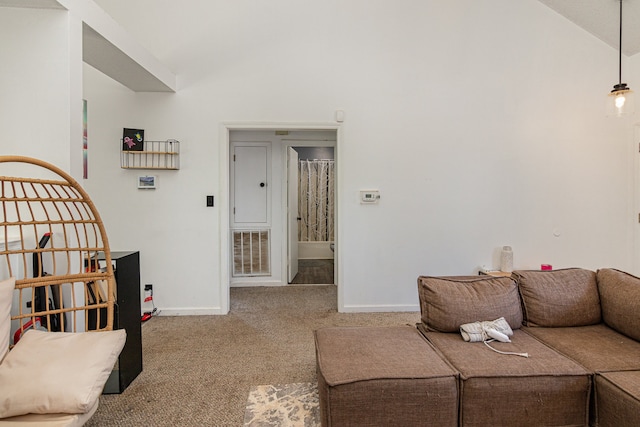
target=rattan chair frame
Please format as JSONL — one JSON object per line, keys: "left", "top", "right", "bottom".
{"left": 0, "top": 156, "right": 115, "bottom": 340}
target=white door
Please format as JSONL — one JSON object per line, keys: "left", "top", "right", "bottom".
{"left": 287, "top": 147, "right": 299, "bottom": 282}
{"left": 231, "top": 143, "right": 272, "bottom": 278}
{"left": 233, "top": 145, "right": 268, "bottom": 224}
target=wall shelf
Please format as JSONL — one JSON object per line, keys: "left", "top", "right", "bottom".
{"left": 121, "top": 139, "right": 180, "bottom": 170}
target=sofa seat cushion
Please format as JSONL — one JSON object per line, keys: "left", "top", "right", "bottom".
{"left": 523, "top": 324, "right": 640, "bottom": 372}
{"left": 417, "top": 275, "right": 522, "bottom": 332}
{"left": 424, "top": 330, "right": 590, "bottom": 427}
{"left": 595, "top": 371, "right": 640, "bottom": 427}
{"left": 315, "top": 326, "right": 458, "bottom": 427}
{"left": 597, "top": 268, "right": 640, "bottom": 341}
{"left": 513, "top": 268, "right": 601, "bottom": 327}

____________________

* _Assignment_: Give back each line above verbatim, dropping every picture.

* _Result_:
target=rattan chair frame
Please format as JSONL — one JSON object per line, keys: "left", "top", "right", "bottom".
{"left": 0, "top": 156, "right": 115, "bottom": 340}
target=white door
Please format as JSONL — one JSON object per line, keys: "left", "top", "right", "bottom".
{"left": 287, "top": 147, "right": 299, "bottom": 282}
{"left": 231, "top": 143, "right": 272, "bottom": 278}
{"left": 233, "top": 145, "right": 268, "bottom": 224}
target=wall shelf
Please format as JSONL — one JSON object per line, keys: "left", "top", "right", "bottom".
{"left": 121, "top": 139, "right": 180, "bottom": 170}
target=sofa seat cushion
Please format as JSONL — one JSON object per line, keys: "left", "top", "right", "bottom".
{"left": 523, "top": 324, "right": 640, "bottom": 372}
{"left": 417, "top": 275, "right": 522, "bottom": 332}
{"left": 424, "top": 330, "right": 590, "bottom": 427}
{"left": 595, "top": 371, "right": 640, "bottom": 427}
{"left": 315, "top": 326, "right": 458, "bottom": 427}
{"left": 597, "top": 268, "right": 640, "bottom": 341}
{"left": 513, "top": 268, "right": 601, "bottom": 327}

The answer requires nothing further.